■ EXERCISE GOAL:
Only the pictures are dropped; the lines of the material that follow are returned exactly.
------------------------------------------------------------
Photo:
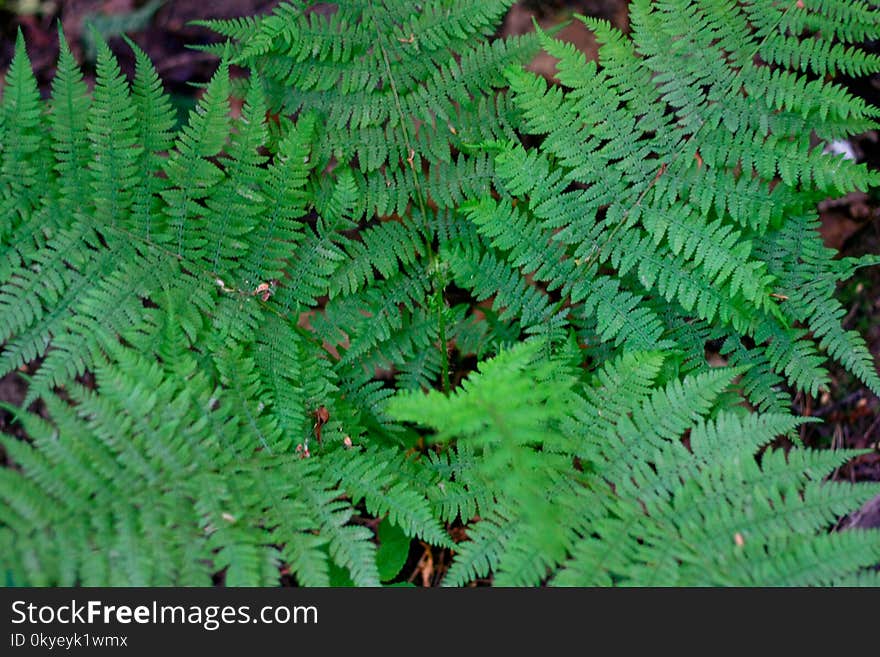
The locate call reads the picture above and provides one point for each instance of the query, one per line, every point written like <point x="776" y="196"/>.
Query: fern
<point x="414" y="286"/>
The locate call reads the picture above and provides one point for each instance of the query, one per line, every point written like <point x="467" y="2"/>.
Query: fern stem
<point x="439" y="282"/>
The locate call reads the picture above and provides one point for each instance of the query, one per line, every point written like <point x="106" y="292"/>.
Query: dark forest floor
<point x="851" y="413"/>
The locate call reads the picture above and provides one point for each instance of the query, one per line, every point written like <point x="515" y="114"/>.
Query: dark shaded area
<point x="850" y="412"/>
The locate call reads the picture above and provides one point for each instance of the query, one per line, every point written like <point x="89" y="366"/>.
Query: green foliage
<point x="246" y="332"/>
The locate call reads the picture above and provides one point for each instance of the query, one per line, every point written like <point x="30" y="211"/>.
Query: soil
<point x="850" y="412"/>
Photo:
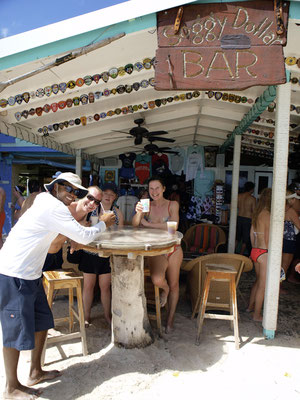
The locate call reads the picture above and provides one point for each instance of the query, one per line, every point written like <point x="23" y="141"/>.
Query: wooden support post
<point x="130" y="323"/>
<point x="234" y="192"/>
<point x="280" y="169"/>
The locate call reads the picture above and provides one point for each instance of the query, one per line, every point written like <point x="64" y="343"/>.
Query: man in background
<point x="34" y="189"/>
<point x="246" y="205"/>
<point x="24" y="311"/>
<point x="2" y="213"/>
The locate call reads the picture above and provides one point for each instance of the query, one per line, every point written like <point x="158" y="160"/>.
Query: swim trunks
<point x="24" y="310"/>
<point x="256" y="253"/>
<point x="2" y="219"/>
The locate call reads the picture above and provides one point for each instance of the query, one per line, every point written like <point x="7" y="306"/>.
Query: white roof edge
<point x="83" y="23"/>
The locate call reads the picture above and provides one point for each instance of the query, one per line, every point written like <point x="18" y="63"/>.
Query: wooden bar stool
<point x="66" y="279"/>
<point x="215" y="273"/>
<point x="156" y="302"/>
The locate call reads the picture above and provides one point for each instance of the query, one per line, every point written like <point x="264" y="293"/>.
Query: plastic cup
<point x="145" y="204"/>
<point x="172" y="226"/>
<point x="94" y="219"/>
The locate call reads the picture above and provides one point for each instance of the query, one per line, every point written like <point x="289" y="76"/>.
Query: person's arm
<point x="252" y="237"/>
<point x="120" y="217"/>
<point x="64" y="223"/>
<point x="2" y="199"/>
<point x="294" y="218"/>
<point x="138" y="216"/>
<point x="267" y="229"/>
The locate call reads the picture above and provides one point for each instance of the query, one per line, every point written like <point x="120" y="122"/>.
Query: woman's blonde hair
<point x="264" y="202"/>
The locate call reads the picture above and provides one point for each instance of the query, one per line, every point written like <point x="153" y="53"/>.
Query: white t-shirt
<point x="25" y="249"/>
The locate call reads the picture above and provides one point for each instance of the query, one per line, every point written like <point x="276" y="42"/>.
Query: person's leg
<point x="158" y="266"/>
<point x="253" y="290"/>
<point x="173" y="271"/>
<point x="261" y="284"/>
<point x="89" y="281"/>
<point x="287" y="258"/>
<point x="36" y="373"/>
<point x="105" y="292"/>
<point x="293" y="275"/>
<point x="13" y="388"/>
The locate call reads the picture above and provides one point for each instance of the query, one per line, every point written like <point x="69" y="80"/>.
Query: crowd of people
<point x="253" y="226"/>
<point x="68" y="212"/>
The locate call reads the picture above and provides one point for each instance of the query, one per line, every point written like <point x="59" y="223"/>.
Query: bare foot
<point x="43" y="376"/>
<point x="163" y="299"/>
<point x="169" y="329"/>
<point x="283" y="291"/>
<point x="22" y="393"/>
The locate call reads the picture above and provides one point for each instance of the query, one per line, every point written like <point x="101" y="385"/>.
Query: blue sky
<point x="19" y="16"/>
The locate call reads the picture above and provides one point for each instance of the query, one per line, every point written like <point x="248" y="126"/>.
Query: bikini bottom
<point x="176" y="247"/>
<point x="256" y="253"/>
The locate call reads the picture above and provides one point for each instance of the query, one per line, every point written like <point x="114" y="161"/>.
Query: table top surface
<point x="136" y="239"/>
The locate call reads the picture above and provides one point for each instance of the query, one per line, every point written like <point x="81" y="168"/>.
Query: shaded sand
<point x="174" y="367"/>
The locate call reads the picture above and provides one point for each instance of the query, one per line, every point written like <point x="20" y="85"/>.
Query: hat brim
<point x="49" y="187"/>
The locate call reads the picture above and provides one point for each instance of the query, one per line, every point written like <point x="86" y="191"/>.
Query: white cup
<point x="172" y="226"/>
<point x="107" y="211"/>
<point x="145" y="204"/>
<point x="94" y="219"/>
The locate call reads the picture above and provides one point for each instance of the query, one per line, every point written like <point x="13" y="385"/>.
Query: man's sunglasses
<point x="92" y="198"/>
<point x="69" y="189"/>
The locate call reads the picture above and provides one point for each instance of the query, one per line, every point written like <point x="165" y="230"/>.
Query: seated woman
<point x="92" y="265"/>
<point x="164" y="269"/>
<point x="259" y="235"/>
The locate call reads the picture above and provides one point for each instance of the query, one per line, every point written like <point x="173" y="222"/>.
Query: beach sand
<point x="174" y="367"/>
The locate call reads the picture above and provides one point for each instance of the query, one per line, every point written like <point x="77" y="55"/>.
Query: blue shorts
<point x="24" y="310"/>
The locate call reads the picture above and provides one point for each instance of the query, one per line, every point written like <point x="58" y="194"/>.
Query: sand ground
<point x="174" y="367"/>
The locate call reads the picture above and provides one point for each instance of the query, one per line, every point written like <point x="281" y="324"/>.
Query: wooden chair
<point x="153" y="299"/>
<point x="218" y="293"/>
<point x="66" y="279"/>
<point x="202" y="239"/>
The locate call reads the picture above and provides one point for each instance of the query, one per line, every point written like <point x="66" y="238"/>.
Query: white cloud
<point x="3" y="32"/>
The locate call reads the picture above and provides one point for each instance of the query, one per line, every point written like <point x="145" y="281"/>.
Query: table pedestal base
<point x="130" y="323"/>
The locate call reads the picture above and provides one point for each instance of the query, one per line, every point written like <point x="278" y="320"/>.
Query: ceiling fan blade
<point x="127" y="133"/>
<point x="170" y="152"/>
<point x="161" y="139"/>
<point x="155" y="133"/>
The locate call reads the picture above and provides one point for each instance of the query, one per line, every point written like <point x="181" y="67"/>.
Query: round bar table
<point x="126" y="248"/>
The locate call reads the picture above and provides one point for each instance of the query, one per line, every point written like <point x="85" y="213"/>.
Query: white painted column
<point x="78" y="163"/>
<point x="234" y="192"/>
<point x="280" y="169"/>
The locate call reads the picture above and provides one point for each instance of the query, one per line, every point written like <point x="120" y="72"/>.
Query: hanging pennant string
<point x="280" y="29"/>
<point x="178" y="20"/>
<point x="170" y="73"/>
------------------------------------------------------------
■ ANSWER FOR THE TASK:
Photo:
The locate call reads the picture above and provides one point for each instance of the query, one per line, every point written like <point x="776" y="196"/>.
Query: fern
<point x="414" y="286"/>
The locate call reads the picture above and provides one point for each instance of the query, one per line, every point written like <point x="467" y="2"/>.
Query: fern stem
<point x="439" y="282"/>
The locate call reads the picture above and provides one point for each instance of the query, one per line, every point written like <point x="106" y="292"/>.
Query: dark forest floor
<point x="851" y="413"/>
The locate call reads the picture above and provides one point for each instance of the query, one per line, every point written like <point x="515" y="114"/>.
Query: dark shaded area
<point x="850" y="412"/>
The locate call reads the picture above and provides one point for each instance of the query, one per line, every point written like <point x="89" y="366"/>.
Query: green foliage
<point x="246" y="332"/>
The locate call reads the picture above and provides one point for each instance of the query, one per line, every point written like <point x="30" y="211"/>.
Query: soil
<point x="850" y="412"/>
Photo:
The locate call reads the picture above and provides one point for each instance of the query, one per line, every point written like <point x="23" y="141"/>.
Query: wooden support post
<point x="130" y="323"/>
<point x="234" y="192"/>
<point x="280" y="169"/>
The locate call reads the picture above and provides one point for each instance of the query, one per line, every point written like <point x="64" y="343"/>.
Query: man in background
<point x="34" y="189"/>
<point x="246" y="205"/>
<point x="24" y="311"/>
<point x="2" y="213"/>
The locate call reads the picture above and provides one point for each instance of the query, one per line, every point written like <point x="158" y="160"/>.
Query: swim trunks
<point x="24" y="310"/>
<point x="256" y="253"/>
<point x="2" y="219"/>
The locate call reads the picture above and provides one point for each instance of the query, one per line, every point written like <point x="7" y="306"/>.
Query: white roof edge
<point x="83" y="23"/>
The locate call reads the picture above and provides one point for each instance of the query, one per line, every point written like <point x="18" y="63"/>.
Query: wooden bar stool
<point x="66" y="279"/>
<point x="215" y="273"/>
<point x="156" y="302"/>
The locate call reads the picture above and provides one point for each instance of the query, one per line, every point written like <point x="264" y="293"/>.
Query: plastic cup
<point x="145" y="204"/>
<point x="172" y="226"/>
<point x="94" y="219"/>
The locate call reads the picture above and provides one point for each instance of the query, one per line, every point written like <point x="289" y="76"/>.
Query: person's arm
<point x="252" y="237"/>
<point x="120" y="217"/>
<point x="64" y="223"/>
<point x="2" y="199"/>
<point x="294" y="218"/>
<point x="138" y="216"/>
<point x="267" y="229"/>
The locate call reads the picture above and provides one point for each instance of the query, one per line, every point written like <point x="120" y="122"/>.
Query: woman's blonde hair
<point x="264" y="202"/>
The locate call reads the picture above and provides one point for each instance of the query, one per line, every point written like <point x="153" y="53"/>.
Query: white t-shirt
<point x="25" y="249"/>
The locate call reads the picture above and provides one point for each instance of the query, one per line, every point written like <point x="276" y="42"/>.
Query: person's leg
<point x="158" y="266"/>
<point x="253" y="290"/>
<point x="173" y="271"/>
<point x="261" y="284"/>
<point x="89" y="281"/>
<point x="287" y="258"/>
<point x="36" y="373"/>
<point x="105" y="292"/>
<point x="293" y="275"/>
<point x="13" y="388"/>
The locate call reads the picture above and provides one point for each instance of the query, one per line, every point written like <point x="69" y="80"/>.
Query: crowd of people
<point x="253" y="226"/>
<point x="68" y="212"/>
The locate call reads the picture above and provides one point for each instance of the query, one per line, every point written like <point x="59" y="223"/>.
Query: bare foot
<point x="43" y="376"/>
<point x="163" y="299"/>
<point x="169" y="329"/>
<point x="283" y="291"/>
<point x="22" y="393"/>
The locate call reads the picture above and provides one point for each instance of the query, one per line, every point written like <point x="101" y="385"/>.
Query: blue sky
<point x="19" y="16"/>
The locate call reads the picture above and provides one point for each instance of the query, one per line, every point written like <point x="248" y="126"/>.
Query: bikini bottom
<point x="176" y="247"/>
<point x="256" y="253"/>
The locate call reads the picture above and provides one point for each instance of the query, one per line, every point written like <point x="114" y="161"/>.
Query: table top surface
<point x="136" y="239"/>
The locate call reads the picture above and provides one point for each instance of the query, one per line, every point written like <point x="81" y="168"/>.
Query: shaded sand
<point x="174" y="367"/>
The locate call reads the picture above and provides one point for each instance of the query, one per line, every point written like <point x="20" y="85"/>.
Query: hat brim
<point x="49" y="187"/>
The locate call reads the picture above and provides one point for each instance of the query, one per line, every point written like <point x="86" y="191"/>.
Query: white cup
<point x="172" y="226"/>
<point x="107" y="211"/>
<point x="145" y="204"/>
<point x="94" y="219"/>
The locate call reads the picture above and provides one point for each instance of the query, one per line, every point written like <point x="13" y="385"/>.
Query: man's sunglasses
<point x="92" y="198"/>
<point x="69" y="189"/>
The locate call reads the picture above and provides one point for each instance of the query, one per line, every point written like <point x="165" y="230"/>.
Query: seated woman
<point x="92" y="265"/>
<point x="164" y="269"/>
<point x="259" y="235"/>
The locate call reads the picture above and provides one point for each instance of the query, one per line, every point written like <point x="173" y="222"/>.
Query: beach sand
<point x="174" y="367"/>
The locate call reads the picture above and provides one point for each instance of the query, one per line, every point written like <point x="77" y="55"/>.
Query: blue shorts
<point x="24" y="310"/>
The locate call reads the picture above and provides one point for each instance of the query, one per line, every point written like <point x="58" y="194"/>.
Query: sand ground
<point x="174" y="367"/>
The locate call reads the picture above and provides one point for each instance of the query, one per line, every point written like <point x="281" y="324"/>.
Query: wooden chair
<point x="153" y="299"/>
<point x="218" y="293"/>
<point x="66" y="279"/>
<point x="202" y="239"/>
The locate call reads the picture above and provides one point for each instance of the query, one per line, every point written like <point x="66" y="238"/>.
Query: white cloud
<point x="3" y="32"/>
The locate call reads the picture above and provides one point for each instance of the query, one per line, every point written like <point x="145" y="281"/>.
Query: table pedestal base
<point x="130" y="323"/>
The locate call reads the picture above and provides one point for each instance of the query, one per line, every point written like <point x="278" y="320"/>.
Query: ceiling fan blade
<point x="127" y="133"/>
<point x="170" y="152"/>
<point x="161" y="139"/>
<point x="155" y="133"/>
The locate call reads the picture above and provides one point for each instance of the query, one per line, every point written like <point x="181" y="67"/>.
Query: round bar table
<point x="126" y="248"/>
The locate call reads the picture above and provides one point for each instance of the query, one per line, every point written like <point x="85" y="213"/>.
Query: white painted column
<point x="78" y="163"/>
<point x="234" y="192"/>
<point x="280" y="169"/>
The locate call reads the picture above and provides one point for each instance of the query, one per line, every point written like <point x="120" y="72"/>.
Query: hanging pennant string
<point x="280" y="29"/>
<point x="178" y="20"/>
<point x="170" y="73"/>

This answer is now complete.